▶ **Objectif A**
D'après l'extrait sur don Juan, pourquoi le héros de Lépante dut-il finalement tourner ses armes contre des chrétiens ? Répondez en une à trois phrases.

▶ **Extrait du document**
Ce théâtre ne lui manqua pas. L'année suivante, il fut nommé généralissime de la ligue nouvelle formée contre les Turcs, et reçut le commandement des flottes combinées d'Espagne, de Rome et de Venise. Ce fut à la tête de cette armée navale qu'il remporta (1571) la fameuse victoire de Lépante (voy.) et sauva la chrétienté de la domination des Osmanlis, qui étaient à cette époque la terreur de l'Europe: aussi la chrétienté fut-elle unanime dans les louanges prodigieuses qu'elle accorda au jeune héros. Fuit homo missus a Deo cui nomen erat Joannes, s'écria-t-on de toutes parts, en lui appliquant un verset de l'Évangile.

Don Juan savoura avec délices les éloges qu'on lui prodiguait, et son ambition grandit avec sa gloire: arrivé si haut à 26 ans, il lui sembla possible de s'élever encore davantage. Son but était de conquérir un royaume qui fût à lui, et de se rendre indépendant, sans toutefois se révolter contre son frère. Ce noble cœur se sentait mal à l'aise au milieu des intrigues cauteleuses de la politique espagnole; mais ce n'était qu'à force de services rendus à l'Espagne et à la chrétienté qu'il voulait mériter et obtenir une couronne. Chargé par son frère de conquérir Tunis, don Juan se rendit maître de cette ville et des ports environnants. L'idée de fonder sur les ruines de Carthage un royaume nouveau, qui pût servir de boulevard à la chrétienté, sourit à son imagination chevaleresque. A sa prière, le pape demanda au roi d'Espagne la permission de proclamer don Juan roi de Tunis; mais le naturel ombrageux de Philippe l'emporta cette fois sur son affection pour son frère il refusa, et, peu de temps après, Tunis retomba au pouvoir des Turcs.

Cette déception fut cruelle pour don Juan, mais ne le découragea point. Son idée fixe, on peut le dire, était de combattre les infidèles, et il fit tout ce qu'il put pour déterminer le conseil d'état d'Espagne à entreprendre une expédition vigoureuse contre les Turcs et à les chasser pour toujours de l'Europe. Ses efforts furent vains. « Une des principales tendances de la politique européenne, dit M. Ranke*, a toujours été de sauver les Turcs. » Le conseil ne fit à ses observations que des réponses évasives. Don Juan vit bientôt qu'il fallait renoncer à ce rêve de sa jeunesse, et le héros de Lépante, sous peine de rester dans l'inaction, dut tourner ses armes contre des chrétiens.

▶ **Enregistrements**
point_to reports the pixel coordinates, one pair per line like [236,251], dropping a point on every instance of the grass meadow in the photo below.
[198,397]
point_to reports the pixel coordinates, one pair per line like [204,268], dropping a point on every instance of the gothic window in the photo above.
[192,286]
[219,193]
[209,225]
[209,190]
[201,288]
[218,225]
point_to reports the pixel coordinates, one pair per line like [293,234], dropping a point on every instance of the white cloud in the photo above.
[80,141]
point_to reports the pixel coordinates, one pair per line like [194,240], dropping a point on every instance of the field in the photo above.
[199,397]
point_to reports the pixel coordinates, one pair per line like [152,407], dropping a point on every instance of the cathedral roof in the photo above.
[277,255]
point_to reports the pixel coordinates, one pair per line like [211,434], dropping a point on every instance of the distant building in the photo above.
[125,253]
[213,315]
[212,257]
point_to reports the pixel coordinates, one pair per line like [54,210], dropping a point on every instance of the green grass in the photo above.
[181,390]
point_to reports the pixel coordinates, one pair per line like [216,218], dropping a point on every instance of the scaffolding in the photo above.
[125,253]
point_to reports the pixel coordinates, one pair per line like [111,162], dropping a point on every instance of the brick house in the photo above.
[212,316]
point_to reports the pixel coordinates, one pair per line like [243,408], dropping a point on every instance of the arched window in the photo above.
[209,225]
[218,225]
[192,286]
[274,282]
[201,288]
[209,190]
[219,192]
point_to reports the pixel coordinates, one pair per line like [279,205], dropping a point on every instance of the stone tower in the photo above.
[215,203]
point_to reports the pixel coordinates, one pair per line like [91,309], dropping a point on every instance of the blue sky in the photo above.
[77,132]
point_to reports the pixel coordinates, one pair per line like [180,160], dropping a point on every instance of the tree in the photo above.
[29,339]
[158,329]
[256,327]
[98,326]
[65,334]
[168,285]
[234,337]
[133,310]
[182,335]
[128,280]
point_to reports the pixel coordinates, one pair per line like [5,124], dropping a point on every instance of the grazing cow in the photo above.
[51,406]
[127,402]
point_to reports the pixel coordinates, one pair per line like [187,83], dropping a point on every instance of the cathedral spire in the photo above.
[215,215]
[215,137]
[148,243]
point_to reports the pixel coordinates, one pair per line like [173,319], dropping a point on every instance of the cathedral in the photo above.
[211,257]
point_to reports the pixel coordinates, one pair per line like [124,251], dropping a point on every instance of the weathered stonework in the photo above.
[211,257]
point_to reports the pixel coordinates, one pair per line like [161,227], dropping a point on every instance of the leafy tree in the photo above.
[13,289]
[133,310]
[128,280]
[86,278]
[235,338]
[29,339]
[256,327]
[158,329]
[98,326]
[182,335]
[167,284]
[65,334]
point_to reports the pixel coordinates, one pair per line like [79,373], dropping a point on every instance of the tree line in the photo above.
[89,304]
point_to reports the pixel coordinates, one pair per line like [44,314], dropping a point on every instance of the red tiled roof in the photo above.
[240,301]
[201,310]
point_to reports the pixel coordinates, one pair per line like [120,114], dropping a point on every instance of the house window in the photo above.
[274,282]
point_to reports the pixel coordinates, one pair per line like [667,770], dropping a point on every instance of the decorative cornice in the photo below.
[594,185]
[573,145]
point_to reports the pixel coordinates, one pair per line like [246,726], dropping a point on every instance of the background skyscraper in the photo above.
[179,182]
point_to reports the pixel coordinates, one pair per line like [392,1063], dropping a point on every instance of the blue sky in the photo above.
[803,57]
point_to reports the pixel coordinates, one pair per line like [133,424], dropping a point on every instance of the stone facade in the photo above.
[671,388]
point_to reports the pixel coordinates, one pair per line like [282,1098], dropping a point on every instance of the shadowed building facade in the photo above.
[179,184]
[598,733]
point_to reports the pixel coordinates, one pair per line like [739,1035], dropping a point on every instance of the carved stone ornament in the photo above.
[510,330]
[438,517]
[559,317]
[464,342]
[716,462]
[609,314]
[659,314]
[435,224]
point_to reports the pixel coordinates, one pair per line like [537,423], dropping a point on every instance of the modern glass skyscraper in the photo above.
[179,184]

▶ **Objectif B**
Indiquez combien de lignes des enregistrements ci-dessus contiennent la chaîne "skyscraper".

▶ **Résultat A**
Don Juan voulait que le conseil d'état d'Espagne entreprenne une expédition vigoureuse contre les Turcs. Ses efforts furent vains, et le conseil ne fit à ses observations que des réponses évasives. Il dut donc renoncer à ce rêve et combattre des chrétiens, sous peine de rester dans l'inaction.

▶ **Résultat B**
2